### Data records:
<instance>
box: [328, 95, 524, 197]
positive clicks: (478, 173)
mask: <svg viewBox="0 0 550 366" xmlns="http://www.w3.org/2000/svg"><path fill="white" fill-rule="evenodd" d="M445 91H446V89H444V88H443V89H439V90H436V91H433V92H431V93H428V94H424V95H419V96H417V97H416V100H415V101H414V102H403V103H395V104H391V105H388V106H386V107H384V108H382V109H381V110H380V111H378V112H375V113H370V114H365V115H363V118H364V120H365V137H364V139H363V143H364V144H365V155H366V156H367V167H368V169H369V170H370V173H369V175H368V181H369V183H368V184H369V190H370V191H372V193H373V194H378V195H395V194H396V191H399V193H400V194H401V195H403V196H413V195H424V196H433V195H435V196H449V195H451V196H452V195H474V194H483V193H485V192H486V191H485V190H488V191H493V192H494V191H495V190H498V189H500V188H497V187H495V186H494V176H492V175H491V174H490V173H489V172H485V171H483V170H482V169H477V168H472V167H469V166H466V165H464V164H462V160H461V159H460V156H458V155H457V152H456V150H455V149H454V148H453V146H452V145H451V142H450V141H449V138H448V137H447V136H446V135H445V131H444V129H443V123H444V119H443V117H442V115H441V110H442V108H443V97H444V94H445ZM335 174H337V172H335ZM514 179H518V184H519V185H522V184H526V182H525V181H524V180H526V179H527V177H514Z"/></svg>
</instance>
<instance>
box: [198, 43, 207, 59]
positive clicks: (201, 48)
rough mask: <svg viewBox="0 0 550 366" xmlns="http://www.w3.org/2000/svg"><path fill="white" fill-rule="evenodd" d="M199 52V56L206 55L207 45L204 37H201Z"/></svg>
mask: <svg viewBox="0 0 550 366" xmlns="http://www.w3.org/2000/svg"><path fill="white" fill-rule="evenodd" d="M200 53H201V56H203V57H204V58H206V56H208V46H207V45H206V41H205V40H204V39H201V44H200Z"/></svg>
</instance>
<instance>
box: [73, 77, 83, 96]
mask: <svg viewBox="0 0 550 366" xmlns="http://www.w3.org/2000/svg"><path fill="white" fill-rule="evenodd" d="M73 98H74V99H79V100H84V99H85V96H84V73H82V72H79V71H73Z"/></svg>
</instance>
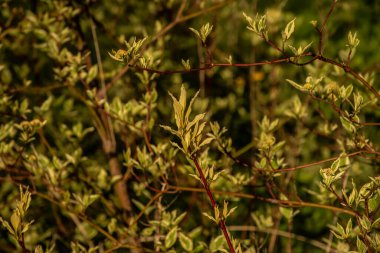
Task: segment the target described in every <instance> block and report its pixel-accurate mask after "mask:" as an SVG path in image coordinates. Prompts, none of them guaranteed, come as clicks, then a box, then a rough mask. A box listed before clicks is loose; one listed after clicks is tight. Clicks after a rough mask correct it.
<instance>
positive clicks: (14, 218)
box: [0, 186, 33, 244]
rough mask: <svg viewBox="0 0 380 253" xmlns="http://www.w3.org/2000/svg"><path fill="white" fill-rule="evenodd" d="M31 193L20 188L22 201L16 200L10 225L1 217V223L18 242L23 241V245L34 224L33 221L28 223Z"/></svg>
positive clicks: (20, 192)
mask: <svg viewBox="0 0 380 253" xmlns="http://www.w3.org/2000/svg"><path fill="white" fill-rule="evenodd" d="M31 200H32V198H31V193H30V192H29V190H28V189H27V190H26V191H24V190H23V189H22V188H21V186H20V199H19V200H16V207H15V209H14V210H13V212H12V215H11V217H10V224H9V222H8V221H6V220H4V219H3V218H2V217H0V223H1V224H2V225H3V227H5V228H6V229H7V230H8V232H9V233H10V234H11V235H12V236H13V237H14V238H15V239H16V241H21V243H22V244H23V243H24V242H23V240H24V233H26V232H27V231H28V230H29V227H30V225H31V224H32V223H33V220H32V221H30V222H27V220H26V217H25V216H26V212H27V211H28V209H29V206H30V201H31Z"/></svg>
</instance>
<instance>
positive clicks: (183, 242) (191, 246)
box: [179, 233, 194, 252]
mask: <svg viewBox="0 0 380 253" xmlns="http://www.w3.org/2000/svg"><path fill="white" fill-rule="evenodd" d="M179 242H180V243H181V246H182V248H183V249H184V250H186V251H187V252H191V251H192V250H193V246H194V245H193V240H192V239H191V238H190V237H188V236H186V235H185V234H184V233H179Z"/></svg>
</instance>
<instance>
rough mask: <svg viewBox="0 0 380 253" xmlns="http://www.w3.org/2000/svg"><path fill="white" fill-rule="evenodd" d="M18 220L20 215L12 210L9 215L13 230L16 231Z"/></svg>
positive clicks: (19, 217) (18, 222) (17, 227)
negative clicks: (11, 211) (11, 215)
mask: <svg viewBox="0 0 380 253" xmlns="http://www.w3.org/2000/svg"><path fill="white" fill-rule="evenodd" d="M20 222H21V219H20V216H18V214H17V213H16V212H13V213H12V216H11V225H12V227H13V230H14V231H18V228H19V226H20Z"/></svg>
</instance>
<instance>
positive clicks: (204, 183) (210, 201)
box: [191, 157, 235, 253]
mask: <svg viewBox="0 0 380 253" xmlns="http://www.w3.org/2000/svg"><path fill="white" fill-rule="evenodd" d="M191 160H193V162H194V164H195V167H196V168H197V171H198V173H199V176H200V178H201V181H202V184H203V187H204V188H205V190H206V193H207V195H208V197H209V199H210V202H211V205H212V207H213V208H215V207H216V202H215V199H214V196H213V195H212V192H211V190H210V187H209V185H208V183H207V180H206V178H205V176H204V174H203V171H202V169H201V167H200V166H199V164H198V161H197V158H195V157H192V158H191ZM219 218H220V217H219ZM219 226H220V229H221V230H222V231H223V235H224V237H225V238H226V241H227V244H228V247H229V248H230V252H231V253H235V250H234V247H233V246H232V243H231V239H230V236H229V235H228V231H227V227H226V224H225V223H224V219H222V218H220V219H219Z"/></svg>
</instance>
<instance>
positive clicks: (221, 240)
mask: <svg viewBox="0 0 380 253" xmlns="http://www.w3.org/2000/svg"><path fill="white" fill-rule="evenodd" d="M224 244H225V239H224V236H223V235H219V236H217V237H216V238H214V239H213V240H212V241H211V243H210V250H211V252H216V251H218V250H221V249H223V245H224Z"/></svg>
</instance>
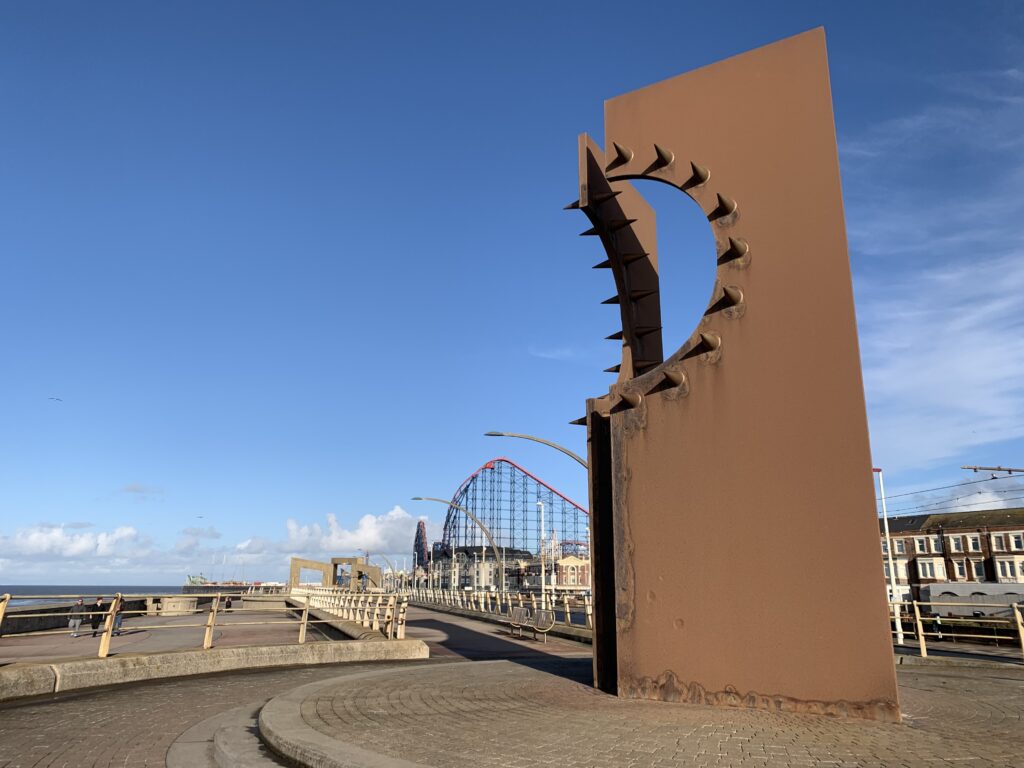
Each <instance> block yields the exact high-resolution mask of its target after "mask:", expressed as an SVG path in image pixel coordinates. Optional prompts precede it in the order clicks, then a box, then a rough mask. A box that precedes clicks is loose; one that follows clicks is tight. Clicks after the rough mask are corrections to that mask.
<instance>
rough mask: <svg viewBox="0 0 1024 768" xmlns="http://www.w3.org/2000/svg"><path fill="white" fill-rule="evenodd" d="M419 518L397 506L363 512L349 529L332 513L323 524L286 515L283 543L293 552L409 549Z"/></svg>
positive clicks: (329, 514) (375, 551)
mask: <svg viewBox="0 0 1024 768" xmlns="http://www.w3.org/2000/svg"><path fill="white" fill-rule="evenodd" d="M419 519H420V518H418V517H413V516H412V515H411V514H409V512H407V511H406V510H403V509H402V508H401V507H398V506H395V507H393V508H392V509H391V510H390V511H389V512H386V513H384V514H382V515H364V516H362V517H360V518H359V520H358V522H357V523H356V525H355V527H354V528H351V529H349V528H344V527H342V526H341V525H340V524H339V523H338V519H337V517H336V516H335V515H333V514H329V515H328V516H327V525H326V526H321V525H319V523H315V522H314V523H311V524H306V525H300V524H299V523H297V522H296V521H295V520H292V519H289V520H288V523H287V528H288V541H287V544H286V546H287V547H288V549H290V550H292V551H295V552H351V551H355V550H360V549H364V550H369V551H370V552H371V553H373V552H381V553H384V554H392V553H399V552H410V551H412V548H413V539H414V538H415V537H416V523H417V522H418V521H419Z"/></svg>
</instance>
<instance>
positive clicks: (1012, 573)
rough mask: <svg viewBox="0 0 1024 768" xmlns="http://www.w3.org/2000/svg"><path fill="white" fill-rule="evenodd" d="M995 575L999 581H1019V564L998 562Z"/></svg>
mask: <svg viewBox="0 0 1024 768" xmlns="http://www.w3.org/2000/svg"><path fill="white" fill-rule="evenodd" d="M995 573H996V575H997V577H998V578H999V579H1013V580H1015V581H1016V579H1017V564H1016V563H1015V562H1014V561H1013V560H996V561H995Z"/></svg>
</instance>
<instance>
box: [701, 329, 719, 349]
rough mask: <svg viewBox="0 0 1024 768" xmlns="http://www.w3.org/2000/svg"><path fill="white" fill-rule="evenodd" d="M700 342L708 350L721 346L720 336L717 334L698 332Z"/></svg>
mask: <svg viewBox="0 0 1024 768" xmlns="http://www.w3.org/2000/svg"><path fill="white" fill-rule="evenodd" d="M700 343H701V344H702V345H703V346H705V347H706V348H707V349H709V350H711V351H714V350H716V349H718V348H719V347H720V346H722V337H721V336H719V335H718V334H706V333H702V334H700Z"/></svg>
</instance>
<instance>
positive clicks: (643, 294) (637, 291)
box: [630, 288, 657, 301]
mask: <svg viewBox="0 0 1024 768" xmlns="http://www.w3.org/2000/svg"><path fill="white" fill-rule="evenodd" d="M655 293H657V289H653V288H652V289H650V290H648V291H630V301H640V299H646V298H647V297H648V296H651V295H652V294H655Z"/></svg>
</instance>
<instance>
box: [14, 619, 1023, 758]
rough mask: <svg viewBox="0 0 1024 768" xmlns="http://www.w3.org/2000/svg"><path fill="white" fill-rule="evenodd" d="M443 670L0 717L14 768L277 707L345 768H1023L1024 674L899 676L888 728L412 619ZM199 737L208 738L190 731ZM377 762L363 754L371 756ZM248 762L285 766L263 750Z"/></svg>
mask: <svg viewBox="0 0 1024 768" xmlns="http://www.w3.org/2000/svg"><path fill="white" fill-rule="evenodd" d="M408 633H409V636H410V637H413V638H420V639H423V640H425V641H426V642H428V644H429V645H430V647H431V652H432V653H433V658H432V659H431V660H429V662H412V663H388V664H359V665H347V666H333V667H317V668H302V669H295V670H275V671H268V672H254V673H229V674H224V675H218V676H214V677H205V678H184V679H179V680H170V681H160V682H151V683H139V684H134V685H130V686H123V687H119V688H112V689H108V690H97V691H85V692H81V693H78V694H67V695H58V696H55V697H52V698H48V699H44V700H35V701H30V702H25V703H22V705H7V706H3V707H0V768H15V766H17V767H20V766H58V765H69V766H71V765H74V766H113V765H118V766H162V765H165V761H166V759H167V755H168V753H169V751H171V752H172V753H173V750H172V749H171V748H172V745H174V744H175V743H176V741H177V740H178V739H179V737H181V734H184V733H186V731H187V732H189V733H195V732H196V728H195V726H199V725H201V724H202V723H203V722H204V721H206V720H207V719H209V718H212V717H214V716H216V715H219V714H220V713H224V712H226V711H229V710H232V709H234V708H239V707H240V706H242V705H249V706H251V708H252V711H253V712H255V711H256V710H258V709H259V707H260V706H262V705H263V703H264V702H267V701H270V703H269V706H268V707H266V708H265V709H264V714H265V715H266V714H267V713H268V712H270V711H272V717H271V718H270V720H272V721H273V722H272V723H271V725H272V727H273V728H274V729H279V730H282V733H283V734H284V735H285V736H286V737H290V738H294V739H299V740H301V739H303V738H304V737H305V736H311V740H312V741H315V742H317V743H319V744H327V745H333V749H334V750H335V751H336V755H338V756H347V757H344V760H345V761H348V762H347V763H337V764H347V765H358V764H366V763H359V761H358V760H357V756H359V755H365V754H373V755H375V756H377V757H376V758H375V761H376V766H377V768H387V767H388V766H399V765H401V766H409V765H411V764H420V765H427V766H431V765H432V766H456V765H458V766H464V765H467V764H469V765H480V766H515V767H516V768H531V767H532V766H542V765H543V766H551V765H565V766H595V767H603V766H616V767H617V766H628V767H629V766H636V767H637V768H639V767H641V766H651V767H658V768H659V767H660V766H674V765H679V766H759V767H760V766H771V767H776V766H842V767H848V766H849V767H852V766H858V767H860V766H894V767H900V768H902V767H904V766H908V767H914V766H951V765H957V766H959V765H970V766H1000V767H1001V768H1006V767H1008V766H1021V765H1024V758H1022V756H1024V748H1022V744H1024V669H1021V668H1020V667H1018V666H1014V665H1005V666H999V667H994V668H962V667H947V666H942V665H936V666H927V667H899V668H898V672H897V674H898V677H899V682H900V696H901V702H902V706H903V710H904V712H905V714H906V716H907V717H906V722H905V723H904V724H902V725H880V724H873V723H860V722H854V721H840V720H829V719H826V718H820V717H811V716H798V715H768V714H765V713H760V712H752V711H748V710H725V709H712V708H705V707H692V706H687V705H667V703H660V702H655V701H629V700H623V699H617V698H613V697H609V696H605V695H603V694H601V693H598V692H596V691H594V689H593V688H591V687H590V686H589V685H588V684H587V682H588V680H589V675H590V648H589V646H584V645H580V644H578V643H573V642H570V641H565V640H558V639H556V638H551V639H549V642H548V643H547V644H543V643H539V642H535V641H532V640H529V639H526V640H519V639H518V638H510V637H509V636H508V634H507V633H506V632H504V631H503V630H502V629H501V628H500V627H498V626H496V625H490V624H483V623H478V622H475V621H473V620H469V618H460V617H454V616H450V615H446V614H443V613H438V612H434V611H429V610H425V609H411V611H410V615H409V623H408ZM189 729H193V730H191V731H189ZM364 751H365V752H364ZM240 764H245V765H252V766H258V765H264V764H272V763H270V761H269V759H268V758H267V757H266V755H265V754H262V755H256V756H254V757H253V758H252V759H251V761H247V762H244V763H240ZM196 768H201V766H200V764H197V765H196Z"/></svg>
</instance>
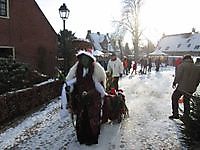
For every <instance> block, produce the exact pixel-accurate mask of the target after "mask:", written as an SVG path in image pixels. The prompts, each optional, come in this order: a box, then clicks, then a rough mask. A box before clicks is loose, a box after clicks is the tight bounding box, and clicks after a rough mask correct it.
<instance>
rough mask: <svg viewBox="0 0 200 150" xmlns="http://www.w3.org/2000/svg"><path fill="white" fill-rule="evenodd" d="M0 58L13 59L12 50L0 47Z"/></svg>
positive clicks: (5, 47)
mask: <svg viewBox="0 0 200 150" xmlns="http://www.w3.org/2000/svg"><path fill="white" fill-rule="evenodd" d="M0 58H14V56H13V48H9V47H0Z"/></svg>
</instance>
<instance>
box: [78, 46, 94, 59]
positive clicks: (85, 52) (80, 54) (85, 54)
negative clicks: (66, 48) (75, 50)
mask: <svg viewBox="0 0 200 150" xmlns="http://www.w3.org/2000/svg"><path fill="white" fill-rule="evenodd" d="M92 51H93V50H92V49H87V50H79V51H78V53H77V54H76V57H77V58H79V57H80V56H81V55H86V56H89V57H90V58H92V60H93V61H96V58H95V57H94V56H93V54H92Z"/></svg>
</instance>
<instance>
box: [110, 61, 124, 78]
mask: <svg viewBox="0 0 200 150" xmlns="http://www.w3.org/2000/svg"><path fill="white" fill-rule="evenodd" d="M107 71H108V72H110V73H111V74H112V77H119V76H120V74H122V73H123V65H122V62H121V60H120V59H119V58H116V60H109V61H108V65H107Z"/></svg>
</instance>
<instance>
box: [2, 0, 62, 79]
mask: <svg viewBox="0 0 200 150" xmlns="http://www.w3.org/2000/svg"><path fill="white" fill-rule="evenodd" d="M57 45H58V44H57V34H56V32H55V31H54V29H53V28H52V26H51V25H50V23H49V22H48V20H47V19H46V17H45V16H44V14H43V12H42V11H41V9H40V8H39V6H38V5H37V3H36V2H35V0H0V57H3V58H8V57H12V58H13V59H15V60H17V61H20V62H24V63H28V64H30V66H31V67H32V68H33V69H36V70H39V71H40V72H42V73H44V74H48V75H53V74H54V73H55V69H54V68H55V66H56V55H57V49H58V48H57V47H58V46H57Z"/></svg>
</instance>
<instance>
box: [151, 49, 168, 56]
mask: <svg viewBox="0 0 200 150" xmlns="http://www.w3.org/2000/svg"><path fill="white" fill-rule="evenodd" d="M149 55H150V56H166V55H167V54H165V53H164V52H162V51H161V50H159V49H156V50H155V51H154V52H152V53H150V54H149Z"/></svg>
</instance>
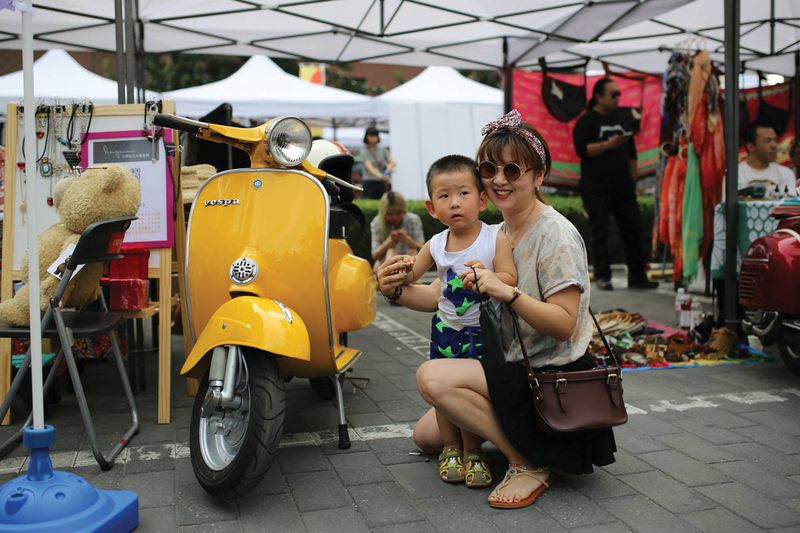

### Task statement:
Return, from the material above, every line with the word "exact".

### Expected output:
Each <instance> block yields the exact high-resolution mask of its target after "mask:", expressed as an SVG path in image pixel coordinates. Optional prompts precede it in the order clicks, then a box, then a rough mask. A box that precedes clicks is loose; one that follows clicks is tight. Clicks after the rough mask are corrections to that mask.
For every <instance> block, produce the exact pixel-accurate mask of the target after "mask:", written as an SVG path in image pixels. The prompts, each optional, come in this order: a box, then clicks, then a rough mask. A box before clicks is loose, a box after clicks is the tight bounding box, and clicks after a rough mask correct it.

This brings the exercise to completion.